Extract provided
Start of Block
PERSONAL INFLUENCE - JUDGES- Attempts to exert personal influence upon an administrative officer is improper.
Rule 3.5(a) and (b) and 8.4(d) of the Mississippi Rules of Professional Conduct (MRPC).
An opinion from this Committee has been requested on the following question:
Is it proper and ethical for a practicing attorney who has numerous cases before an administrative body, which has judicial powers, to habitually curry favor with hearing officers by taking them out and paying for their meals, giving them bottles of whiskey and otherwise paying for their entertainment?
In the opinion of this Committee, the practice described in the foregoing question is improper and unethical. Marked attention and unusual hospitality on the part of a lawyer to a judge, uncalled for by the personal relations of the parties, subject both the judge and the lawyer to misconstructions of motive and should be avoided. A lawyer deserves rebuke and denunciation for any device or attempt to gain from a judge a special personal consideration or favor.
End of Block
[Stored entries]
Start of Block
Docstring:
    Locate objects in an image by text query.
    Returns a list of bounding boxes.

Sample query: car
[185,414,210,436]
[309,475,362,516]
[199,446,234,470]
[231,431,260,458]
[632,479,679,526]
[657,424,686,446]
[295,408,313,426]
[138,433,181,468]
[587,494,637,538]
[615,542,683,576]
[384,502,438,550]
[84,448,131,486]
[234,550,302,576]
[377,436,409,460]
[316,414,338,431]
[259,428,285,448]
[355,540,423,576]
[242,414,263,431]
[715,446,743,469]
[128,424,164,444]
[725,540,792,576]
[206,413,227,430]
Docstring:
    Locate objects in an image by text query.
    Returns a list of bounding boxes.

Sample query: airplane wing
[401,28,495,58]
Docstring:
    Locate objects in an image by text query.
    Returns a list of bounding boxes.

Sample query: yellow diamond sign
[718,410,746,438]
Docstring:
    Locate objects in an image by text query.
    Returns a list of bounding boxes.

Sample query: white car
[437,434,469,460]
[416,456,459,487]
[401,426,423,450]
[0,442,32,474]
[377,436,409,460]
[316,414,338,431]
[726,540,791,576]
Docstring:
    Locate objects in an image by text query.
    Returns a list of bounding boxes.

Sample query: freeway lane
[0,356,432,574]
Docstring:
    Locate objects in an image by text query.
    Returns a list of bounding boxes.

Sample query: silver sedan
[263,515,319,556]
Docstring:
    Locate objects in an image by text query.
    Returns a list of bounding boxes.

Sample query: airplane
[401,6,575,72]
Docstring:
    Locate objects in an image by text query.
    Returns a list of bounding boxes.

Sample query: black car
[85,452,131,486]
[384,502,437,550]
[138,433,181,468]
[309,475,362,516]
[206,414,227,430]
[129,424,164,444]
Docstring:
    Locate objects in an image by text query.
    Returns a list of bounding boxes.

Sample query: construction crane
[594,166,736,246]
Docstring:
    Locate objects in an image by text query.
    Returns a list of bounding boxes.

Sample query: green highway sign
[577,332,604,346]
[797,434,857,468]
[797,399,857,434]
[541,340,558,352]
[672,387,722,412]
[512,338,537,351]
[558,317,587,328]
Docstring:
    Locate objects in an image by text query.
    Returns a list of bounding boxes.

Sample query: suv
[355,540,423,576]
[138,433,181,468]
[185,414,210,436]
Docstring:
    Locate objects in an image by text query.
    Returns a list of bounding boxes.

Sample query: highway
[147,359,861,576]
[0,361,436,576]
End of Block
Problem 1
In the ethics opinion, what do marked attention and unusual hospitality from a lawyer to a judge subject both of them to?
Problem 2
Copy the ethics opinion word for word, from "An opinion from" up to and including "consideration or favor.".
Problem 3
Resume the ethics opinion on hospitality toward hearing officers, picking up after its last sentence.

Expected answer 1
Misconstructions of motive.

Expected answer 2
An opinion from this Committee has been requested on the following question:
Is it proper and ethical for a practicing attorney who has numerous cases before an administrative body, which has judicial powers, to habitually curry favor with hearing officers by taking them out and paying for their meals, giving them bottles of whiskey and otherwise paying for their entertainment?
In the opinion of this Committee, the practice described in the foregoing question is improper and unethical. Marked attention and unusual hospitality on the part of a lawyer to a judge, uncalled for by the personal relations of the parties, subject both the judge and the lawyer to misconstructions of motive and should be avoided. A lawyer deserves rebuke and denunciation for any device or attempt to gain from a judge a special personal consideration or favor.

Expected answer 3
Rule 3.5, MRPC, states in part:
A lawyer shall not:
(a) seek to influence a judge, juror, prospective juror or other official by means prohibited by law;
(b) communicate ex parte with such a person during the proceeding unless authorized to do so by law or court order;
Rule 8.4(d), MRPC, states in part:
It is professional misconduct for a lawyer to:
(d) engage in conduct that is prejudicial to the administration of justice.
The Committee believes that the aforesaid principles which apply regarding a lawyer's relationship with a judge, also, apply regarding a lawyer's relationship with an administrative hearing officer or other quasi-judicial officer.